_TEXTO FORNECIDO_
----

Fechando a série de textos sobre a resistência a antimicrobianos, hoje vou listar algumas ações para a diminuição da resistência a antimicrobianos que estão acontecendo no mundo, inclusive no Brasil.
Para saber mais sobre a série, você pode acessar os textos anteriores por aqui: ideia geral do tema, diferenças entre antibióticos e anti-inflamatórios, morfologia bacteriana, mecanismos de resistência bacteriana a antimicrobianos e uso de antibióticos na agropecuária.
Em 2015, a OMS lançou um plano de ação global visando a diminuição da resistência a antimicrobianos no mundo. Essas ações são voltadas ao uso de antimicrobianos ambulatorialmente (por exemplo quando utilizamos o antibiótico em casa), nos hospitais (para tratamento de infecções hospitalares ou de forma preventiva em cirurgias), na agricultura (o texto anterior abordou bastante sobre o uso de antibióticos na agropecuária) e para melhora da vigilância laboratorial e atuação de forma preventiva, como vacinas ou saneamento básico.
Neste último contexto parece mais difícil entender como o uso de vacinas pode ajudar na diminuição da resistência a antimicrobianos, mas se pensarmos que uma pessoa vacinada não adoecerá por uma infecção de determinada bactéria, ela não precisará utilizar antibiótico e, dessa forma, menos bactérias resistentes àquele medicamento serão selecionadas. Para exemplificar, uma criança vacinada contra meningite meningocócica que deixa de adoecer não precisará utilizar o tratamento para essa grave enfermidade.
Da mesma forma, se os governos investirem em saneamento básico, menos doenças relacionadas à falta dele acontecerão. Por exemplo as diarreias, sejam elas bacterianas ou não, visto que, como já discutimos no passado, não é incomum a prescrição de antibióticos para doenças causadas por vírus.
Um exemplo real da importância desses dois itens na diminuição da resistência a antimicrobianos aconteceu no Zimbábue entre 2017 e 2019. O país africano sofreu com diversos surtos de febre tifoide e cólera, doenças causadas pelas bactérias Salmonella typhi e Vibrio cholerae. Eles identificaram que a primeira bactéria era resistente ao antibiótico comumente usado para o tratamento da doença, sendo necessária a mudança para outra droga mais cara. Da mesma forma, o bacilo da cólera tinha 14 genes de resistência e por isso tinha opções bastante reduzidas de tratamento.
Consequentemente, além de intensificar ações voltadas ao saneamento básico e higiene das mãos, o país iniciou uma campanha de vacinação contra as duas doenças, voltada principalmente às crianças. Diante da resposta positiva à vacinação, a vacina contra febre tifoide passou a fazer parte do calendário nacional de imunização.

----

_MATERIAL FORNECIDO_
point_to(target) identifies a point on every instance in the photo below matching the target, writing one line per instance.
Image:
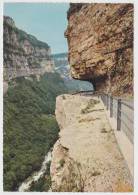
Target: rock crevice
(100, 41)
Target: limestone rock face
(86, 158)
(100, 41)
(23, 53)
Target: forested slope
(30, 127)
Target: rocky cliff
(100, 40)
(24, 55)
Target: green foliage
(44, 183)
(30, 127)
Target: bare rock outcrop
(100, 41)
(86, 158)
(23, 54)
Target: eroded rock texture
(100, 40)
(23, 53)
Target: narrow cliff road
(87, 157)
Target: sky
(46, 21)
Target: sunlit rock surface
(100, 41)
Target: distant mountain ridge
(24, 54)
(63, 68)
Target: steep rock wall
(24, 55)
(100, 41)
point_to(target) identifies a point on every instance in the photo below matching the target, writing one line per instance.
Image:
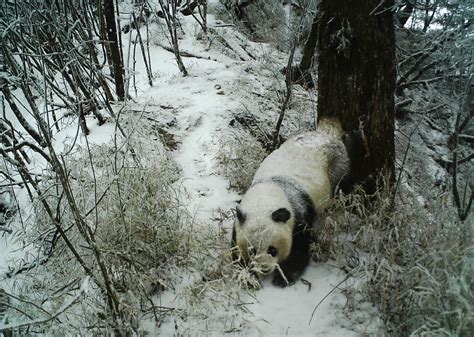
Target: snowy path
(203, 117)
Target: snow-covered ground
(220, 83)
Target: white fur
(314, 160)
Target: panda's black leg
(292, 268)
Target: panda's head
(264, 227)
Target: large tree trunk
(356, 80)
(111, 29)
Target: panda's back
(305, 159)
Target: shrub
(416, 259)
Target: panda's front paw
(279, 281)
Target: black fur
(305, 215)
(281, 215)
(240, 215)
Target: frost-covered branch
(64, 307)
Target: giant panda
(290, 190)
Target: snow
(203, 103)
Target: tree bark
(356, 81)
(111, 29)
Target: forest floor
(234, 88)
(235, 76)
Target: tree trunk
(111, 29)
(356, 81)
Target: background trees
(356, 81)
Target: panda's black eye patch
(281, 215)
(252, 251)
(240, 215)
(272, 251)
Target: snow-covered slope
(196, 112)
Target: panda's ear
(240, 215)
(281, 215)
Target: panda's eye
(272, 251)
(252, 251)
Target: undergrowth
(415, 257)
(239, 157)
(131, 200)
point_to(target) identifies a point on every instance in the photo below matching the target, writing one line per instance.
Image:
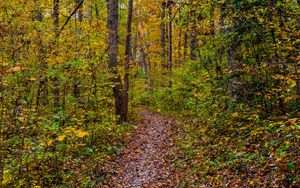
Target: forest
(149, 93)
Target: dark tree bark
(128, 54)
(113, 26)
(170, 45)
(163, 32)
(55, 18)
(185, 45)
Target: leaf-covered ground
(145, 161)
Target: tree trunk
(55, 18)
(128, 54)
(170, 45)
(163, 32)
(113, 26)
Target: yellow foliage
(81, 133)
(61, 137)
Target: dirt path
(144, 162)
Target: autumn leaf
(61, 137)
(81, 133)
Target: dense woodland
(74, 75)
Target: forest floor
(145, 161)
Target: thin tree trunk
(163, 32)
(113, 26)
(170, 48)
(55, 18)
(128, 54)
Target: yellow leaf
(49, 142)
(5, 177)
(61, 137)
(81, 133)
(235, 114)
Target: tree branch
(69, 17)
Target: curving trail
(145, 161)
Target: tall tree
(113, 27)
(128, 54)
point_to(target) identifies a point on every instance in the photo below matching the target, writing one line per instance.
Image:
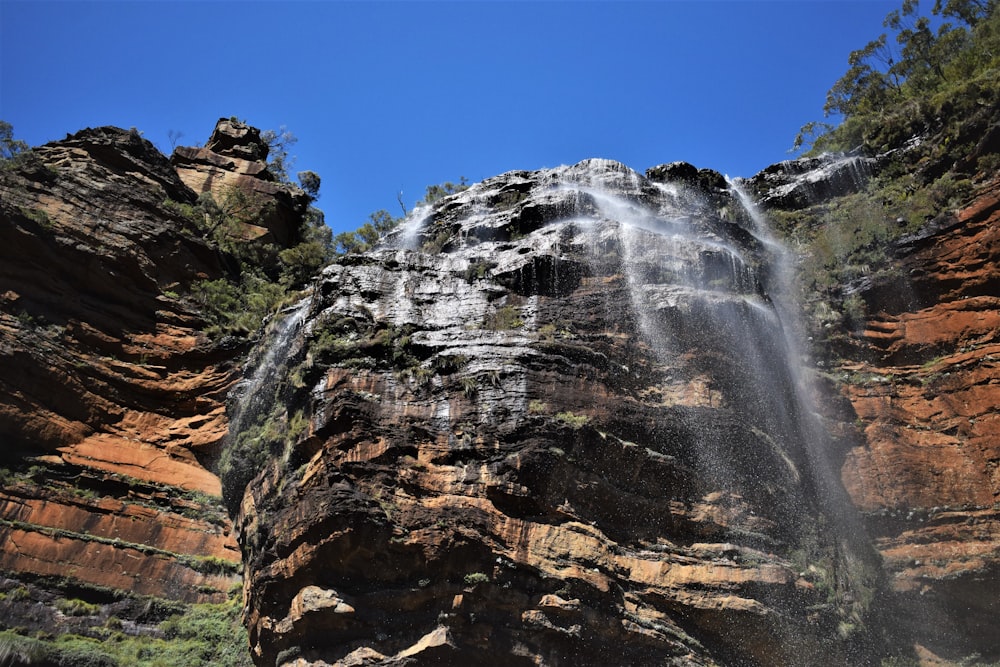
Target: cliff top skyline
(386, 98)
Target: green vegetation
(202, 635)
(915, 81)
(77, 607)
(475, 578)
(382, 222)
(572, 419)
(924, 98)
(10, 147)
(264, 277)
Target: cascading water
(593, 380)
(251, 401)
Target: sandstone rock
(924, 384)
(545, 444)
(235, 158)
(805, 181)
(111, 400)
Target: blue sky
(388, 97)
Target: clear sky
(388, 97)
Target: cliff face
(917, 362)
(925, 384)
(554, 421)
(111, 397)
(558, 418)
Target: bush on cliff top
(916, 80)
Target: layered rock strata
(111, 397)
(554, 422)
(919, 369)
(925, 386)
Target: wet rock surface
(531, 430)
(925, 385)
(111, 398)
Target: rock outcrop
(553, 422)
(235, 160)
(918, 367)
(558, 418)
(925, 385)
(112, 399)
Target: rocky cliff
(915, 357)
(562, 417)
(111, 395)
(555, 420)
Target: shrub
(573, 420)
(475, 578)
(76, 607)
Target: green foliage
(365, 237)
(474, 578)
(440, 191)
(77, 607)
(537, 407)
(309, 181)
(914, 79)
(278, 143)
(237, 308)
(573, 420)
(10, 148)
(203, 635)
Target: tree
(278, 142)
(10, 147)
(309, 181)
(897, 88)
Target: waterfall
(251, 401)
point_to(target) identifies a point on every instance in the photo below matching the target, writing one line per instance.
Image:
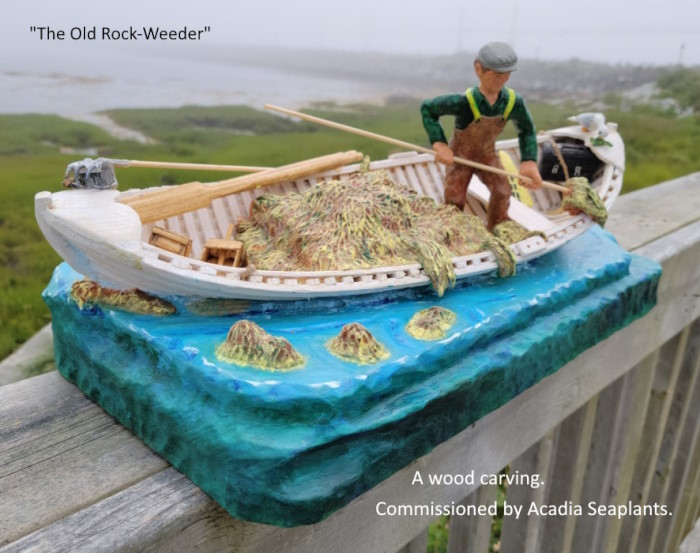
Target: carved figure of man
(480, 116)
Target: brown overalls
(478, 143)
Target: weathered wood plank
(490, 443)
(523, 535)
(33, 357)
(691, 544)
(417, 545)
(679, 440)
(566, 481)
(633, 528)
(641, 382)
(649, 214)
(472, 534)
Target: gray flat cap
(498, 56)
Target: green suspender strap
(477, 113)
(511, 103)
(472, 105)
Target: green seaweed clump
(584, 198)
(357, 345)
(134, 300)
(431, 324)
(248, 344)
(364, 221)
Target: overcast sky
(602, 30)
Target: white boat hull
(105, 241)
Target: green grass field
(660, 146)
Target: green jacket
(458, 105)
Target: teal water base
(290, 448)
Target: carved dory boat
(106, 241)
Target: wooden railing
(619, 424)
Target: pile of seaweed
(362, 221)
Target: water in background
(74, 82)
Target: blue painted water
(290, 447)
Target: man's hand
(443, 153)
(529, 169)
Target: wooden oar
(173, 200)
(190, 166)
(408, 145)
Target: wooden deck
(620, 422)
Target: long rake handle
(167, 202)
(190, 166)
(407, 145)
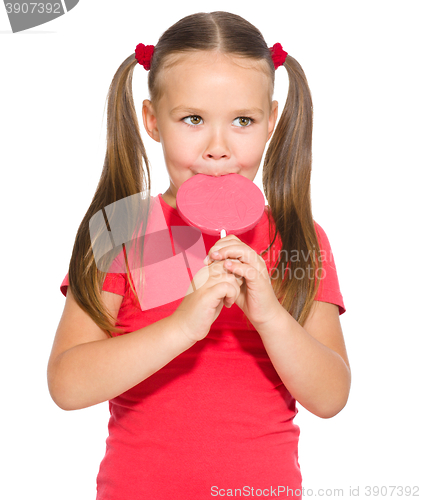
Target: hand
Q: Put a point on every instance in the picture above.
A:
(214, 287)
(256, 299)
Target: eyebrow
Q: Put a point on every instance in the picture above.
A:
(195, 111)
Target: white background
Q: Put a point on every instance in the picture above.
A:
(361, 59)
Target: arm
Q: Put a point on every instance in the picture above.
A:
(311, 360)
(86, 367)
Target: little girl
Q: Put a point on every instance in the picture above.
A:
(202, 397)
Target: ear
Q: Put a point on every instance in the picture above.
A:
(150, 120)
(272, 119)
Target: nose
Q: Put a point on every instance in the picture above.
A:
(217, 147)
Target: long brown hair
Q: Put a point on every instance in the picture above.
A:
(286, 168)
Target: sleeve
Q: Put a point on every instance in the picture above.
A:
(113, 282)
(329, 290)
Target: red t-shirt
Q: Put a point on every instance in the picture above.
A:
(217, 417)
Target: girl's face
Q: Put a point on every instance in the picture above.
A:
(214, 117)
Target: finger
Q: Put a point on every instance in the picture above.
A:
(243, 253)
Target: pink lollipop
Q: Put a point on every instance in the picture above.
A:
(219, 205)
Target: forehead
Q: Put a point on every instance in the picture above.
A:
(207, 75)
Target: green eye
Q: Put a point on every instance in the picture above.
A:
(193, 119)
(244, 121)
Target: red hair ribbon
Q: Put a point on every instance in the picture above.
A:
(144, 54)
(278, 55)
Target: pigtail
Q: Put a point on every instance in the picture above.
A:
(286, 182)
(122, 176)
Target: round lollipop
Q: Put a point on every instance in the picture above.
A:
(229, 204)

----

_TAREFAS A FAZER_
[1] Reproduza o trecho do texto sobre resistência a antimicrobianos entre "Um exemplo real" e "reduzidas de tratamento.", inclusive.
[2] No texto sobre resistência a antimicrobianos, reescreva em forma de lista o parágrafo que começa com "Um exemplo real da importância", mantendo os fatos principais.
[3] Com base no texto sobre resistência a antimicrobianos, diga se cada afirmação concorda com ele, responda sim ou não e cite as palavras que decidem:
(a) A OMS lançou seu plano de ação global contra a resistência a antimicrobianos em 2015.
(b) No Zimbábue, o bacilo da cólera tinha 12 genes de resistência.
(c) A vacina contra febre tifoide passou a integrar o calendário nacional de imunização do Zimbábue.

_RESPOSTAS EM ORDEM_
[1]
Um exemplo real da importância desses dois itens na diminuição da resistência a antimicrobianos aconteceu no Zimbábue entre 2017 e 2019. O país africano sofreu com diversos surtos de febre tifoide e cólera, doenças causadas pelas bactérias Salmonella typhi e Vibrio cholerae. Eles identificaram que a primeira bactéria era resistente ao antibiótico comumente usado para o tratamento da doença, sendo necessária a mudança para outra droga mais cara. Da mesma forma, o bacilo da cólera tinha 14 genes de resistência e por isso tinha opções bastante reduzidas de tratamento.

[2]
- É um exemplo real da importância da vacinação e do saneamento básico na diminuição da resistência a antimicrobianos.
- Entre 2017 e 2019, o Zimbábue sofreu diversos surtos de febre tifoide e cólera, causadas pelas bactérias Salmonella typhi e Vibrio cholerae.
- A Salmonella typhi era resistente ao antibiótico comumente usado, o que exigiu a troca por uma droga mais cara.
- O bacilo da cólera tinha 14 genes de resistência, o que reduzia bastante as opções de tratamento.

[3]
(a) Sim: "Em 2015, a OMS lançou um plano de ação global visando a diminuição da resistência a antimicrobianos no mundo."
(b) Não: "o bacilo da cólera tinha 14 genes de resistência"
(c) Sim: "a vacina contra febre tifoide passou a fazer parte do calendário nacional de imunização"